• Task instructions
Transcribe all the entries word for word, but omit the images.

(Image location labeling entries)
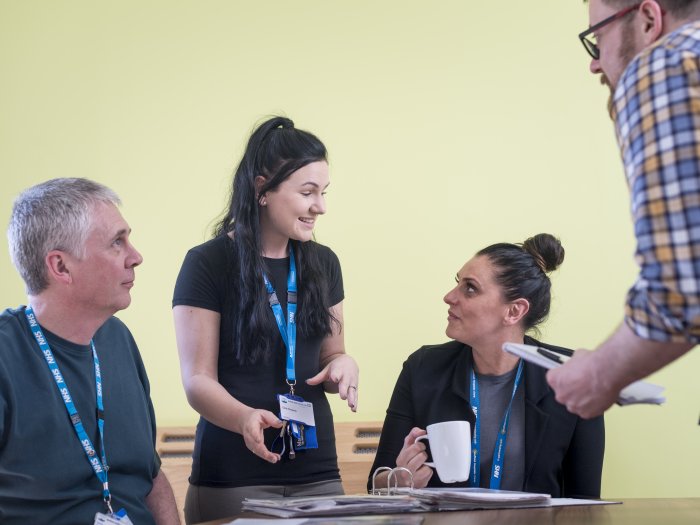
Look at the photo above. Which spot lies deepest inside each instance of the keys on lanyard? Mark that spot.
(293, 436)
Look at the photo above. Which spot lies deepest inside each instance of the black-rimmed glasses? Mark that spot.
(588, 39)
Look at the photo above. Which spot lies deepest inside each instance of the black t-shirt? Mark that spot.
(220, 457)
(45, 476)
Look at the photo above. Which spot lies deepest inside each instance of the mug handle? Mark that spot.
(430, 464)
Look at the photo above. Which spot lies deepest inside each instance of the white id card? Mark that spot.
(106, 519)
(301, 411)
(120, 518)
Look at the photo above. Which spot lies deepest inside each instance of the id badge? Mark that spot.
(294, 408)
(302, 425)
(118, 518)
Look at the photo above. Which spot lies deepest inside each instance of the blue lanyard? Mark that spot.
(288, 330)
(99, 465)
(500, 449)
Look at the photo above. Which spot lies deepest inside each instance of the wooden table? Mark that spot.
(676, 511)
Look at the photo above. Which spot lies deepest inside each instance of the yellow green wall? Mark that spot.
(451, 125)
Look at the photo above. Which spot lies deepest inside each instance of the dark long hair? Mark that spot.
(521, 272)
(275, 150)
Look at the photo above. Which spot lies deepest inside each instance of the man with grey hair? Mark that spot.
(648, 53)
(77, 426)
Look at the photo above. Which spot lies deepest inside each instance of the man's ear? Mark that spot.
(57, 267)
(516, 311)
(651, 18)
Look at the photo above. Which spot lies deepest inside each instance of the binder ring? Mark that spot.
(393, 471)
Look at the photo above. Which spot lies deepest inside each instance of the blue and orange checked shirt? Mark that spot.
(657, 121)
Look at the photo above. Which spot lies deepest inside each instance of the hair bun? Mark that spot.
(546, 250)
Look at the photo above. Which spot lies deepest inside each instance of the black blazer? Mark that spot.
(564, 453)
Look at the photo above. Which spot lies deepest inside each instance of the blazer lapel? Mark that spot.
(536, 420)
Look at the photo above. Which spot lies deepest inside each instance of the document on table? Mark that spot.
(468, 498)
(358, 510)
(332, 505)
(637, 392)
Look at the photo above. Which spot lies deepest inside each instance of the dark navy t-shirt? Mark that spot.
(45, 476)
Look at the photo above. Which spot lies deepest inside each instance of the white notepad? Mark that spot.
(637, 392)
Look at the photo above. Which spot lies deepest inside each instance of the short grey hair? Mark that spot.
(53, 215)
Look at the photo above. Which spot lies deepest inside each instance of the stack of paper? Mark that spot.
(637, 392)
(332, 505)
(475, 498)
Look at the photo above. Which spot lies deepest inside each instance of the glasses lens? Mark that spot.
(589, 43)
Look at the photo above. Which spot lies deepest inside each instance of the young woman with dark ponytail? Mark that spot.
(252, 366)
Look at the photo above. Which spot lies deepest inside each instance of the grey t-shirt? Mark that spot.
(494, 394)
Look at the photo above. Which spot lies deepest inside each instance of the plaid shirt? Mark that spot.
(657, 121)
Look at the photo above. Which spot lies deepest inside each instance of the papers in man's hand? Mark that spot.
(637, 392)
(332, 505)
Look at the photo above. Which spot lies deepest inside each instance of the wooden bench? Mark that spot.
(356, 444)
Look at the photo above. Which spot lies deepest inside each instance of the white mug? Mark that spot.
(450, 446)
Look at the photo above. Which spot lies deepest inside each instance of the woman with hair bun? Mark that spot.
(259, 323)
(502, 293)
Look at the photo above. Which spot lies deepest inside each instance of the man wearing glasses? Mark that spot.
(648, 53)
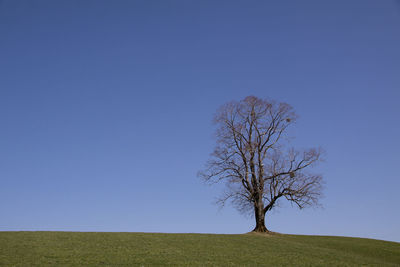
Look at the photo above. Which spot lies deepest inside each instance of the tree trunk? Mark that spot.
(260, 220)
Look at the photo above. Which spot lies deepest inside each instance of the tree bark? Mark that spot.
(260, 220)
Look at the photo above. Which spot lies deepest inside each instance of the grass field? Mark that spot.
(148, 249)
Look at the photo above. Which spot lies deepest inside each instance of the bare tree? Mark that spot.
(250, 158)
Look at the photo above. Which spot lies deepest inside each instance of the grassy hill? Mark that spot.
(148, 249)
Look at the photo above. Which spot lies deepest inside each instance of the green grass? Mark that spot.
(148, 249)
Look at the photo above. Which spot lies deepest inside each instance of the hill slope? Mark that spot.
(148, 249)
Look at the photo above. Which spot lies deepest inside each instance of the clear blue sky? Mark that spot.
(106, 109)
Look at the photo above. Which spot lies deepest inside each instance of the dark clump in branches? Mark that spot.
(250, 158)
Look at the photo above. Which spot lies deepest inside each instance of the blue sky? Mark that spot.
(106, 109)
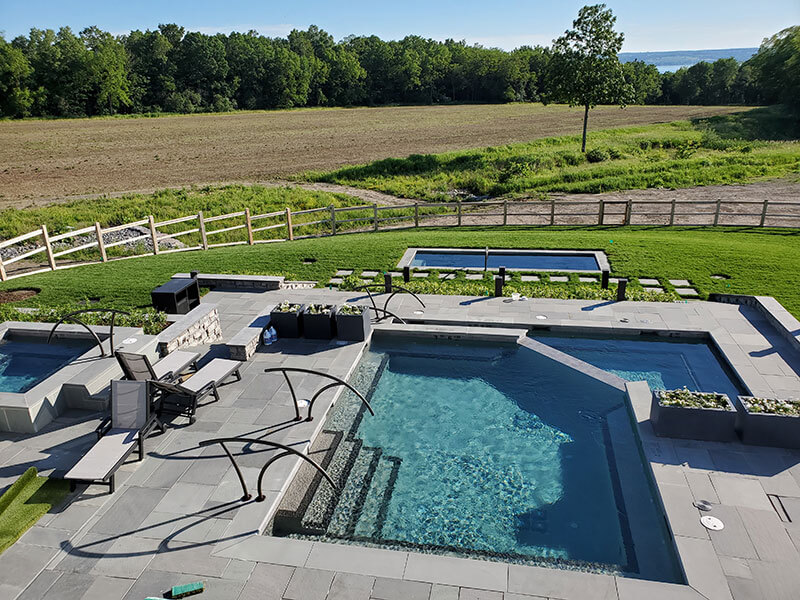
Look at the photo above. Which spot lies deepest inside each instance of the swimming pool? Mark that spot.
(492, 451)
(664, 363)
(26, 361)
(521, 260)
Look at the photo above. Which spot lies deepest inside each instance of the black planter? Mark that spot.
(767, 429)
(320, 326)
(287, 324)
(709, 424)
(353, 328)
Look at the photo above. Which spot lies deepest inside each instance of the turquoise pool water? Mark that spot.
(26, 362)
(498, 452)
(665, 364)
(509, 259)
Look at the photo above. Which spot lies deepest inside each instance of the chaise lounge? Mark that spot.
(198, 386)
(137, 367)
(131, 421)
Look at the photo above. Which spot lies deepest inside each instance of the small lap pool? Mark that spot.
(664, 363)
(490, 451)
(519, 260)
(26, 361)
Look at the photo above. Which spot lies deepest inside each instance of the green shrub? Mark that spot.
(597, 155)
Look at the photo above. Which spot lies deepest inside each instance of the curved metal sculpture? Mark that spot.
(287, 451)
(72, 317)
(367, 287)
(336, 381)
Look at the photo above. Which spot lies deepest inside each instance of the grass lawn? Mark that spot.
(733, 148)
(25, 502)
(758, 261)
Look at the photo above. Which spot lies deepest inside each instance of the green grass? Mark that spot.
(735, 148)
(758, 261)
(165, 205)
(25, 502)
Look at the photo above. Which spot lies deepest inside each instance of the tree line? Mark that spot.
(168, 69)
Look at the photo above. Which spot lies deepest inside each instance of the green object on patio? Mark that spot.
(187, 589)
(25, 502)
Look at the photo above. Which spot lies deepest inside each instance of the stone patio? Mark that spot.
(177, 516)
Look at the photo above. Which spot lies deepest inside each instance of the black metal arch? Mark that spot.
(336, 381)
(72, 317)
(287, 451)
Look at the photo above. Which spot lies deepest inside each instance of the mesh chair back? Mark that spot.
(130, 404)
(136, 367)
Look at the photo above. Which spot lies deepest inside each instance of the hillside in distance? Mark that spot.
(674, 59)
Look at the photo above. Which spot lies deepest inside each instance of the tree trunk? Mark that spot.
(585, 121)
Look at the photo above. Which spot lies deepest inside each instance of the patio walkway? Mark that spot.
(177, 516)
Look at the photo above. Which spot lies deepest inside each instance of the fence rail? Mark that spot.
(331, 220)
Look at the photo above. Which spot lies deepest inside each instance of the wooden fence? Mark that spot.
(287, 225)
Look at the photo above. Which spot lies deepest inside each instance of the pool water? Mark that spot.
(510, 260)
(665, 364)
(496, 451)
(26, 362)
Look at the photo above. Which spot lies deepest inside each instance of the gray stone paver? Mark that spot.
(176, 518)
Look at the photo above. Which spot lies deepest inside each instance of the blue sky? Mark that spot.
(648, 25)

• The result
Look at the photo above. Which spot lies deepest inside each instance of the keys on lanyard? Mark that spot.
(293, 436)
Look at the photo above. Which spot lies deepest inside each instance of the black-rimmed glasses? Mark that spot.
(588, 39)
Look at the photo above. Which spot lies deepest inside each instance of the black t-shirt? Mark that spot.
(220, 457)
(45, 476)
Look at the photo above. Which spot lies deepest inside each instance of the mug handle? Mark that spot.
(430, 464)
Look at the photo above. Which spot lies deepest inside each instance of the white id card? Mark that spot.
(106, 519)
(301, 411)
(120, 518)
Look at the photo above. Which spot lies deepest inside each instance of the id badge? Mark that spot.
(294, 408)
(302, 425)
(118, 518)
Look at the photo above. Which spot lies deepest inside each instance of the blue lanyard? Mark that spot.
(288, 330)
(99, 465)
(500, 449)
Look at the photo above. Which spot lies deepest inside each instance of the wooden table? Mark that spot.
(676, 511)
Look at the photo above. Which spot lies deepest inside each instance of the yellow green wall? Mark that spot.
(451, 125)
Look at the photo above. Which spot lies deepest inside each instance of the dark long hair? Mark that spot.
(521, 272)
(275, 150)
Look at the photo above. Which spot lies deepest inside each instance of the man with grey hair? Mark that spot.
(648, 53)
(77, 426)
Look at the photo above. Which spot lies deepest inside each instance of the man's ear? Mark that spot.
(57, 267)
(516, 311)
(651, 18)
Look at the photo above. Which spot lies deepest inside each instance of the binder ring? Mark that spot.
(393, 471)
Look at the photo above. Which spot lies deepest inside each instance of the blue and orange checked shirt? Mark that spot.
(657, 121)
Look at the photo above. Which spot lies deepest inside each instance of the hair bun? Mark that spot.
(546, 250)
Look at the photo above. Which spot lies deepest inside each instance of the black blazer? Mark that spot.
(564, 453)
Look at the photo above. Which spot lies deepest inside each instance of the blazer lapel? Mark that spot.
(536, 420)
Look at the photo above. Which spot lies deepest inside each instance of the document on table? Mark that spot.
(468, 498)
(358, 510)
(332, 505)
(637, 392)
Look at the photo above. Which spot lies deepest inside each instance of the dark navy t-shirt? Mark that spot.
(45, 476)
Look at the photo above. Which spot lies deepest inside each instance of the white notepad? Mark that spot.
(637, 392)
Look at the photo above. Which spot lies deepest inside each instance of the short grey hair? Mark that spot.
(53, 215)
Look at the photo above. Which spot lies deepest inside each instance of the stack of paper? Mark that spot.
(637, 392)
(332, 505)
(475, 498)
Look at the photo above. Which spot lies deepest inside each instance of the glasses lens? Mark that spot.
(589, 43)
Look at the photo above. Which spot lies deepest inside each instance of the young woman with dark ponytail? Mark that spot.
(252, 366)
Look at the photo above. Which spot lies deepest inside each instance of the grey t-shirt? Mark that spot.
(494, 394)
Look at the photo above. Which spot lies deepest inside each instance of the plaid shirt? Mark that spot.
(657, 121)
Look at the photo above. Which spot lies deepest inside each instance of the papers in man's hand? Mark that spot.
(637, 392)
(332, 505)
Look at the photo above. Which spot lies deepest inside each instance of the wooden bench? Mark that spot.
(356, 444)
Look at the photo above. Which spot lies deepest inside each instance of the white mug? Mark that spot.
(450, 446)
Look at the photo above. Which spot lies deepest inside each instance of the woman with hair bun? Mark that spot.
(259, 323)
(502, 293)
Look at the photo above. Which spot lies deepest inside each instance of the man wearing glasses? Mark that spot.
(648, 53)
Look at the photo above. Which spot lies deepest inside each instance of the tree trunk? Mark that spot.
(260, 220)
Look at the photo above. Which spot lies deepest inside each instance of the tree bark? Mark that spot.
(260, 220)
Look at the photo above. Which spot lies deepest inside each instance of the grass field? Mark that spot.
(148, 249)
Look at the photo above. Which spot lies deepest inside each instance of the bare tree? Mark that spot.
(250, 158)
Look at the photo above. Which spot lies deepest inside each instance of the grassy hill? Mark that spot.
(148, 249)
Look at the photo above. Which spot lies deepest inside each instance of the green grass? Mark that spot.
(148, 249)
Look at the photo above. Which spot lies deepest inside each instance of the hill slope? Mark that spot.
(148, 249)
Look at the photo above. Which spot lies deepest inside each instance of the clear blue sky? Mark that spot.
(106, 109)
Look at the photo above. Which spot lies deepest inside each instance of the dark clump in branches? Mark that spot.
(250, 158)
Look at the photo above. Which spot lies deepest inside each instance of the blue sky? Mark that spot.
(106, 109)
Look at the photo above. Which spot lies deepest inside each instance of the swimming pool? Mark that spot.
(492, 451)
(664, 363)
(26, 361)
(521, 260)
Look at the photo above. Which spot lies deepest inside each instance of the black planter? Mark that spot.
(767, 429)
(320, 326)
(287, 324)
(709, 424)
(353, 328)
Look at the photo above. Which spot lies deepest inside each instance of the turquoise pool water? Mark that spot.
(26, 362)
(498, 452)
(665, 364)
(509, 259)
Look at the photo above. Which spot lies deepest inside each instance of the chaise lounge? Mark that spot.
(198, 386)
(137, 367)
(131, 421)
Look at the photo above. Which spot lies deepest inside each instance of the small lap pool? Mark that spot.
(664, 363)
(490, 451)
(519, 260)
(26, 361)
Look at the photo above. Which spot lies deepest inside each instance of the green shrub? Mark that spot.
(597, 155)
Look at the photo above. Which spot lies deepest inside each instance of the curved metal sculpture? Mark that spot.
(287, 451)
(72, 317)
(367, 287)
(336, 381)
Look at the photo above. Which spot lies deepest inside each instance of the grass lawn? Mark that spot.
(733, 148)
(25, 502)
(758, 261)
Look at the photo above. Which spot lies deepest inside each instance of the green grass? Mark that spot.
(735, 148)
(758, 261)
(165, 205)
(25, 502)
Look at the photo above. Which spot lies deepest inside each instance of the tree line? Mark that spot.
(168, 69)
Look at the photo above. Which spot lies deepest inside each instance of the green object on patio? Mark that spot.
(187, 589)
(25, 502)
Look at the photo above. Which spot lies deepest inside each instance of the stone patio? Mark that spot.
(177, 516)
Look at the photo above. Which spot lies deepest inside each instance of the black metal arch? Mark that spot.
(336, 381)
(72, 317)
(287, 451)
Look at the photo above. Which spot lies deepest inside each instance of the mesh chair back? Mark that spot.
(130, 404)
(136, 367)
Look at the photo above. Which spot lies deepest inside each instance of the hillside in distance? Mark that spot.
(674, 59)
Look at the photo above. Which spot lies deepest inside each instance of the tree trunk? Mark that spot.
(585, 121)
Look at the photo above. Which spot lies deepest inside each instance of the patio walkway? Mark that spot.
(177, 516)
Look at the photo above. Which spot lies deepest inside each instance of the fence rail? Mark that spot.
(331, 220)
Look at the photo above. Which spot lies deepest inside each instance of the wooden fence? Mark that spot.
(287, 225)
Look at the photo above. Which spot lies deepest inside each instance of the pool water? Mark that spot.
(510, 260)
(665, 364)
(496, 451)
(26, 362)
Look at the photo above. Which spot lies deepest inside each instance of the gray stone paver? Mark that spot.
(176, 518)
Look at the photo above. Which spot lies deepest inside each instance of the blue sky? Mark that spot.
(648, 25)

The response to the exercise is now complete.